- Énoncé A
Répondez à ces questions à l'aide du texte sur la décroissance :
(i) À quelles deux formules la décroissance est-elle souvent réduite lorsqu'on la caricature ?
(ii) Dans quelle décennie Karl Polányi pose-t-il les bases de sa remise en cause du capitalisme industriel ?
(iii) Quelle nationalité le texte attribue-t-il à Karl Polányi ?

- Texte source

--------

Comprendre la décroissance pour se réapproprier la notion de progrès humain

C’est un mot qui fait peur, tant il remet en cause les fondements de nos sociétés contemporaines. La décroissance est souvent caricaturée comme un "refus du progrès" ou un "retour à la bougie". Elle constitue en réalité une pensée exigeante, née d’un long travail critique sur l’économie, la technique, l’écologie et le sens de nos vies.

Dès les années 1930, l'économiste hongrois Karl (Károly) Polányi pose les bases d’une remise en cause du capitalisme industriel en montrant comment l’économie de marché, en se désencastrant des sociétés humaines et des équilibres naturels, a généré une forme d’anarchie sociale. Il s’inquiète déjà des dégâts qu’une logique purement marchande inflige aux solidarités, aux territoires et aux équilibres écologiques.

--------

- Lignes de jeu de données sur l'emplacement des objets

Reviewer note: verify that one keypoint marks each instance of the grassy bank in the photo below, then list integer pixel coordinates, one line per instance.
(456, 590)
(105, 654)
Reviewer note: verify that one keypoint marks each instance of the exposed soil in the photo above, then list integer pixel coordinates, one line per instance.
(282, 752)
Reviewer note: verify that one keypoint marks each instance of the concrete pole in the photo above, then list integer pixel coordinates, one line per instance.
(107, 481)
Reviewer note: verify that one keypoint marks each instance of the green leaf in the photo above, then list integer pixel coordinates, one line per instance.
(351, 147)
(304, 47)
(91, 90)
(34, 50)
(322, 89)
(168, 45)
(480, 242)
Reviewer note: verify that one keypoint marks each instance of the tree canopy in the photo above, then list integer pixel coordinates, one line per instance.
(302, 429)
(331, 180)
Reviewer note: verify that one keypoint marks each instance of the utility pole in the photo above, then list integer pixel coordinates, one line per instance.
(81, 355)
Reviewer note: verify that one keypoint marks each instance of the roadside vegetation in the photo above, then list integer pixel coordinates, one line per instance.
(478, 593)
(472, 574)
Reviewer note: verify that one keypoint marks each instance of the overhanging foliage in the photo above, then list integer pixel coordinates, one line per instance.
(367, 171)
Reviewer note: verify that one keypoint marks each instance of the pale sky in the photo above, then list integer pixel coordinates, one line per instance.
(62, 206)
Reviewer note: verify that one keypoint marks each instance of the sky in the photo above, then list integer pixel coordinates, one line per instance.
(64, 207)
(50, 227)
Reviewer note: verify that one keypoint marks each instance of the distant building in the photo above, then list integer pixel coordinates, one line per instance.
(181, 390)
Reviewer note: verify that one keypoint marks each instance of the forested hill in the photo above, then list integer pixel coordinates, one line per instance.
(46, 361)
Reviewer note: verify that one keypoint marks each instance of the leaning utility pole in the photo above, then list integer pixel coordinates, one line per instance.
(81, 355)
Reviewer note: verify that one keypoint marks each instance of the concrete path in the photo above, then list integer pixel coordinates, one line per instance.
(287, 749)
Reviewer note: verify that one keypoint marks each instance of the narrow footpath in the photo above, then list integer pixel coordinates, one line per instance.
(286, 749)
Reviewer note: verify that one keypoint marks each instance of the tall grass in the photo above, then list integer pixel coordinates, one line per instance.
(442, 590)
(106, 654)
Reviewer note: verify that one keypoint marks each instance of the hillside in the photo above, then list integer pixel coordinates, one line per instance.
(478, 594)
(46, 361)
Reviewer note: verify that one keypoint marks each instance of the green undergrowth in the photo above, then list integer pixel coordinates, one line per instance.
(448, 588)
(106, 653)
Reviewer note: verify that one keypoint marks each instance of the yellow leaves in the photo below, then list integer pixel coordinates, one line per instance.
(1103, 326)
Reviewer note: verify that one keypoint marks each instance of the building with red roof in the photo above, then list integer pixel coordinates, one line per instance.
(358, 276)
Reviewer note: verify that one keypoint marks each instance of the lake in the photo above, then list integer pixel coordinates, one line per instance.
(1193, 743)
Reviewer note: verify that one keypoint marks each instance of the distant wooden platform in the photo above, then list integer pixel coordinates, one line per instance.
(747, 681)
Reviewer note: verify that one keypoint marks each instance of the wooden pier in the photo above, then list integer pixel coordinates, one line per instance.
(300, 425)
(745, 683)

--------

- Énoncé B
Recopiez telles quelles les lignes du jeu de données, de celle qui contient "of the lake" jusqu'à la dernière ligne du jeu de données, bornes incluses.

- Réponse A
(i) Elle est caricaturée comme un "refus du progrès" ou un "retour à la bougie".
(ii) Dans les années 1930.
(iii) Il est hongrois.

- Réponse B
Reviewer note: verify that one keypoint marks each instance of the lake in the photo above, then list integer pixel coordinates, one line per instance.
(1193, 743)
Reviewer note: verify that one keypoint marks each instance of the distant wooden platform in the photo above, then list integer pixel coordinates, one line per instance.
(747, 681)
Reviewer note: verify that one keypoint marks each instance of the wooden pier in the photo above, then list integer pixel coordinates, one line per instance.
(300, 425)
(745, 683)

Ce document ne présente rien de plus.